• [Exercise aim]: Reproduce word for word the passage of the forum thread on eating ants below that begins with "One Betta had" and ends with "(Dec 18, 2012)".

# Eating ants



## xShainax (Feb 11, 2012)

Um..There is A LOT of flying ants in my house. Will it hurt my babies if I let them nom on the ones that fly into their tank?


----------



## Sena Hansler (Aug 24, 2011)

Darn those flying ants....lol. I have had ants climb in, aphids drown, and flies get snagged under the hood of my tanks before. Usually they will be eaten, or pestered to death. I never found a problem with it, but it was annoying.. Any idea where those ants are coming from?


----------



## isochronism (Nov 24, 2012)

One Betta had a little fly go in under the hood. He was watching it. When it got down to two inches over the surface, he jumped and snatched it. He's hoping for more!


----------



## MattsBettas (Dec 18, 2012)

I had one of mine eat a mealworm that I accidentally dropped in his tank. He was just fine. They won't eat something they know they can't digest. Don't spray them! Mine get fruit flys all the time lol.


----------



## xShainax (Feb 11, 2012)

Lol, we have cats and a dog, we don't spray


----------



## Sena Hansler (Aug 24, 2011)

• [Given information]:
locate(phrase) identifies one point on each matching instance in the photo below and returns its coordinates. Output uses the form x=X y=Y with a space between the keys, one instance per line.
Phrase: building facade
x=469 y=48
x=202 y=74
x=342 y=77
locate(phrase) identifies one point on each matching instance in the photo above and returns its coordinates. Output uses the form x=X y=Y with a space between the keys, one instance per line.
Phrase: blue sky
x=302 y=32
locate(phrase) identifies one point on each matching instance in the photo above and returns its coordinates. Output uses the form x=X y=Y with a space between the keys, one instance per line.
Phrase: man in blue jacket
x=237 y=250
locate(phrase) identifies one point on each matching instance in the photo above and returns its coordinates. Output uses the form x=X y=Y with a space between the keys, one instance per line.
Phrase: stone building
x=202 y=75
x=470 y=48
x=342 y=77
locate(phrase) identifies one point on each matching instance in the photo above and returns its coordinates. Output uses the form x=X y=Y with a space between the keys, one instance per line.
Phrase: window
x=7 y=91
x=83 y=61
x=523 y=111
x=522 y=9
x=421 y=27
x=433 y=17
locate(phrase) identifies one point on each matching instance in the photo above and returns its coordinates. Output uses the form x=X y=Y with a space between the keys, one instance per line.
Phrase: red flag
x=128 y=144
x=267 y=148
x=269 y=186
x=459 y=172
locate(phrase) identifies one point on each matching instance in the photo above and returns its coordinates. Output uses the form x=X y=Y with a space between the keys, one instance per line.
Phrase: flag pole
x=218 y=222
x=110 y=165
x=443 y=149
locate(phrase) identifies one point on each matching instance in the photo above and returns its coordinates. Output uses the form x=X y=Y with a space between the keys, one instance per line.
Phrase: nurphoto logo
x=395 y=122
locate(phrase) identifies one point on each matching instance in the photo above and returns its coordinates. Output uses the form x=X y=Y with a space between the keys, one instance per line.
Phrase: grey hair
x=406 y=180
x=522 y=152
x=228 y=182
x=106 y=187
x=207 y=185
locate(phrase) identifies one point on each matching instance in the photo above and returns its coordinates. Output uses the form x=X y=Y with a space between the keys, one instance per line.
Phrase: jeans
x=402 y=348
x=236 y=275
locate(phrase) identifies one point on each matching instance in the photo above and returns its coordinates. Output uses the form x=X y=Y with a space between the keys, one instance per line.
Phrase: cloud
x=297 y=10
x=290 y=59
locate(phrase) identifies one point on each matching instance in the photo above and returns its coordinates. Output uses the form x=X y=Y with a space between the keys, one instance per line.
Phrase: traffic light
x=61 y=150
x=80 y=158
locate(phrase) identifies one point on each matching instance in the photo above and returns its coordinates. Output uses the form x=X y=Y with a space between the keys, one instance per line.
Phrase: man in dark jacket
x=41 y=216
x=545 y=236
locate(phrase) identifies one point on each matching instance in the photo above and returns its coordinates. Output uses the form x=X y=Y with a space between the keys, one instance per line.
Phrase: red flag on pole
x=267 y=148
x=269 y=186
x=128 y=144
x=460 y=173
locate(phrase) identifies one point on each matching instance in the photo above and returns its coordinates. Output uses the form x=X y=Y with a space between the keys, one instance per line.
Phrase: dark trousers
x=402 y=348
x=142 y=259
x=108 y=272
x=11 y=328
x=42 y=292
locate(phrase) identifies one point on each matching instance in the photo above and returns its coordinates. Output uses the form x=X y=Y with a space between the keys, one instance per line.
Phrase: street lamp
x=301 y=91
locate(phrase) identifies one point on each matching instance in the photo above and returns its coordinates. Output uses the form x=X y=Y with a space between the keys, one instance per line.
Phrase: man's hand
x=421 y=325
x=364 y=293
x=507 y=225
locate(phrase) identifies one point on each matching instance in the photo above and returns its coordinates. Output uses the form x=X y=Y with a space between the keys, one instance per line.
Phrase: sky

• [Result for this task]:
One Betta had a little fly go in under the hood. He was watching it. When it got down to two inches over the surface, he jumped and snatched it. He's hoping for more!


----------



## MattsBettas (Dec 18, 2012)